**What the task requires:** For every line in the data below that contains "tree", copy the line.

Photo-based referring expression data:
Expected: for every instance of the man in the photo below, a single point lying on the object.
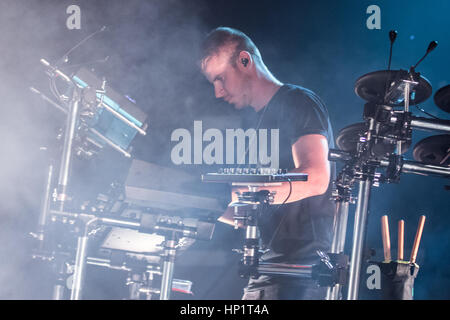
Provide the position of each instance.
(293, 232)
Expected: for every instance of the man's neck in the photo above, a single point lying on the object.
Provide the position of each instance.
(264, 88)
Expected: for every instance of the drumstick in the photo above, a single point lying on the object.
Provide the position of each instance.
(386, 239)
(417, 240)
(401, 232)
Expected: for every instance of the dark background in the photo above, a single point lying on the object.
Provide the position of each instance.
(152, 48)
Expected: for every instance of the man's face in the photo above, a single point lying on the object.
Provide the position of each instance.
(230, 84)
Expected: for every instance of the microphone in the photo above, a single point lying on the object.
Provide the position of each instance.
(431, 47)
(392, 37)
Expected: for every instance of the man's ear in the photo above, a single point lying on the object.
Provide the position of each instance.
(245, 61)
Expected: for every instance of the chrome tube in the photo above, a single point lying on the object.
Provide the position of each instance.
(168, 266)
(338, 244)
(300, 271)
(66, 158)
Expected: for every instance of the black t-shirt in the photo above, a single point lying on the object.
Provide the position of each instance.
(294, 231)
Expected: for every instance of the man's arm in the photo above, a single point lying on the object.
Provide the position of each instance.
(310, 155)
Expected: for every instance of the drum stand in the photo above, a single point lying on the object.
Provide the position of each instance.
(330, 272)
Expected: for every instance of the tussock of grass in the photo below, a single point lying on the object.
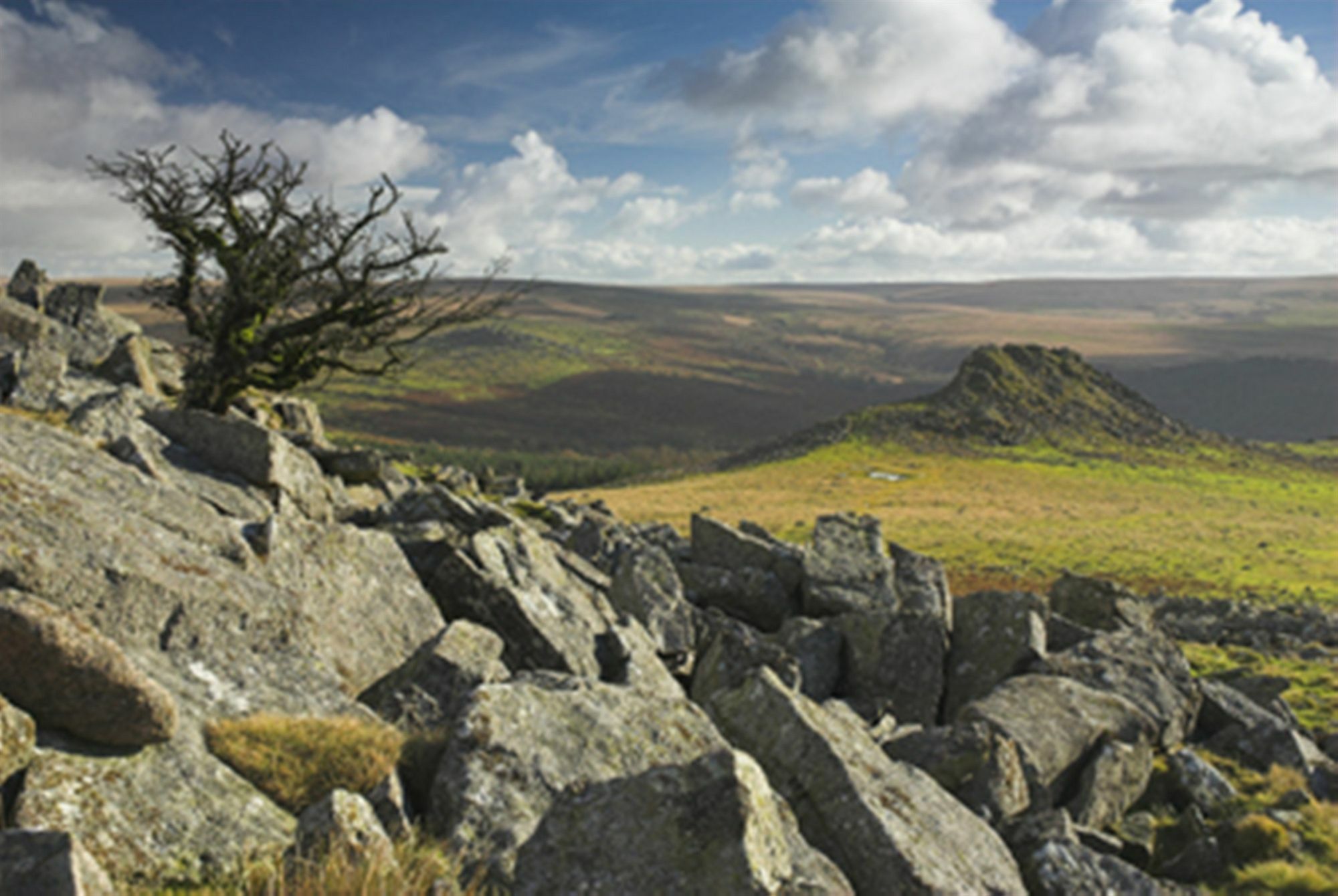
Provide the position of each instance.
(1258, 791)
(1285, 878)
(419, 867)
(1313, 695)
(1257, 838)
(299, 760)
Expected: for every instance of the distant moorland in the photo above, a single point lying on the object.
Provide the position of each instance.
(584, 383)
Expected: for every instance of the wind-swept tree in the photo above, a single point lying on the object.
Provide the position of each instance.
(278, 286)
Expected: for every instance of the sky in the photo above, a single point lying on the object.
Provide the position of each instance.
(712, 141)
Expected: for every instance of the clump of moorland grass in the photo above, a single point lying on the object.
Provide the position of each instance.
(1284, 878)
(298, 760)
(419, 867)
(1257, 838)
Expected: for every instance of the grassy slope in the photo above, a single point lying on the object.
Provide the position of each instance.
(1213, 522)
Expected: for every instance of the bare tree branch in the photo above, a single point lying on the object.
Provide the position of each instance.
(278, 290)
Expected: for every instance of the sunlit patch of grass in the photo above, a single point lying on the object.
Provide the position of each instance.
(299, 760)
(1284, 878)
(1210, 522)
(1313, 695)
(419, 867)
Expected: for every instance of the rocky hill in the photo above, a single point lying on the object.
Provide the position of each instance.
(605, 708)
(1003, 397)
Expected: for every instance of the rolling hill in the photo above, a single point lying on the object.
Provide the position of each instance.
(1032, 462)
(688, 375)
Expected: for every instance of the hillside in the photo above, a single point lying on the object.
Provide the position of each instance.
(1032, 462)
(236, 659)
(619, 379)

**Finished task:**
Expected: for every instance of the wind-swept tree in the photo above, a single point lying on the object.
Expected: for every instance of the bare tree branch in the photo above, a single point lying on the object.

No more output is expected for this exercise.